++++ Provided data

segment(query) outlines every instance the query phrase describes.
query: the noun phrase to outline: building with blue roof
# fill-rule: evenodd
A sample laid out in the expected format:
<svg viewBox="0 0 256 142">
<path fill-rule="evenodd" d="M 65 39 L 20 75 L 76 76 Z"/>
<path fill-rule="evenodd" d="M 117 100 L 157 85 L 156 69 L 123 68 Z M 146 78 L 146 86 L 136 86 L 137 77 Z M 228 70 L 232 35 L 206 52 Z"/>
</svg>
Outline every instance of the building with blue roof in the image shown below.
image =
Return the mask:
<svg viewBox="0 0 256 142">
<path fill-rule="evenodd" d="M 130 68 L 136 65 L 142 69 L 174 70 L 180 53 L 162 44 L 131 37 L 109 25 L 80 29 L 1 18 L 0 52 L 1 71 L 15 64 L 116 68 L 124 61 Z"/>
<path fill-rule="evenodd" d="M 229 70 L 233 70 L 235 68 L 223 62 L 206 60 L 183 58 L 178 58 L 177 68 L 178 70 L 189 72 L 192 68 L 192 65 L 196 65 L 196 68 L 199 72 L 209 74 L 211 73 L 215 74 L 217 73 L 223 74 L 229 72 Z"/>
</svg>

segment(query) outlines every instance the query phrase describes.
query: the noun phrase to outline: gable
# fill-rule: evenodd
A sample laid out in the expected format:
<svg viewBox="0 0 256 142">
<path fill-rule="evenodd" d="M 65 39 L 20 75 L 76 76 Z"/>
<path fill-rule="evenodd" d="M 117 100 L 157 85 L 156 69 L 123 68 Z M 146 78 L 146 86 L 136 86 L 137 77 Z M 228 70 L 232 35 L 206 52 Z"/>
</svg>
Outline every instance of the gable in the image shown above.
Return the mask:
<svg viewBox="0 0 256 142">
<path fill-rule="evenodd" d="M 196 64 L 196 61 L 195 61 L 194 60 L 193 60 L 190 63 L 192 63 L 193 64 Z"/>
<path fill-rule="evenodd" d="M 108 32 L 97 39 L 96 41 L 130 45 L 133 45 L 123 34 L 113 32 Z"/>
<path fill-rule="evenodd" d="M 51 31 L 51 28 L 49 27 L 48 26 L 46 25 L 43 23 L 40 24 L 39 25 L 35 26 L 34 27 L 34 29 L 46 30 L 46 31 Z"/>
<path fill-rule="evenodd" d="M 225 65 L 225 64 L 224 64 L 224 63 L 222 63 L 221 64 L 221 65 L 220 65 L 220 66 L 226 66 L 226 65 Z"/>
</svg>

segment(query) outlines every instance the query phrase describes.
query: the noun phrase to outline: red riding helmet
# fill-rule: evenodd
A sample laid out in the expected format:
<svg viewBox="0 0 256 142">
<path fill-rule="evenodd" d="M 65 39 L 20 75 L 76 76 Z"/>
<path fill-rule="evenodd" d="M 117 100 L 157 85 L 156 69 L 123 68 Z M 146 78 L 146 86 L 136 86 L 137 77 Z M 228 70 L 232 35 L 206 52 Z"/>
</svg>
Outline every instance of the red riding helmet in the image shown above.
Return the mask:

++++++++

Locate every line in the rows above that contains the string "blue", matching case exactly, and copy each such line.

query: the noun phrase to outline: building with blue roof
Outline every instance of the building with blue roof in the image shown below.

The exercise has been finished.